ACTION ITEM
Pictures are to be dropped from the copy. Retype the listing exactly.

Content starts

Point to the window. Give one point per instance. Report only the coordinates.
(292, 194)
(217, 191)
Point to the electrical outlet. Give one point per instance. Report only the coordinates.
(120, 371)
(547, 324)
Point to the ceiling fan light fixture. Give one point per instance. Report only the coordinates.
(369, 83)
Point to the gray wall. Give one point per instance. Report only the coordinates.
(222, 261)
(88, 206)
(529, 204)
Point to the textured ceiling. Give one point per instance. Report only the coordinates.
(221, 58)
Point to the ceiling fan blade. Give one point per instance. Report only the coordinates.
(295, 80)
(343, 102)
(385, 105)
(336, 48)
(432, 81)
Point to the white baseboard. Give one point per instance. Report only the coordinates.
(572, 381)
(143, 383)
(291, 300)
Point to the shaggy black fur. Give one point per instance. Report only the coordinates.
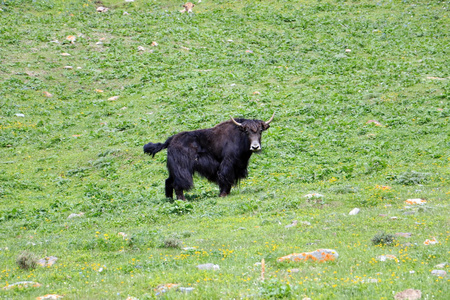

Content ends

RESPONSE AREA
Point to the window. Give one point per instance. Report only the coordinates.
(292, 194)
(217, 191)
Point to the electrical outlet. Give one point per instance. Report only the coordinates.
(120, 371)
(547, 324)
Point to the ceiling fan light fixture. Give one point per instance. Report only the coordinates.
(369, 83)
Point to the gray wall. Give one point per instance. Report only the coordinates.
(222, 261)
(88, 206)
(529, 204)
Point to the textured ceiling. Give one point per instance. Report only the coordinates.
(221, 58)
Point to the ceiling fan blade. Give one point per instance. Report only the coordinates.
(295, 80)
(343, 102)
(385, 105)
(336, 48)
(432, 81)
Point to the white baseboard. Give one point per instance. Report only the coordinates.
(572, 381)
(143, 383)
(291, 300)
Point to the shaggy black fur. Give one point per instance. Report only the coordinates.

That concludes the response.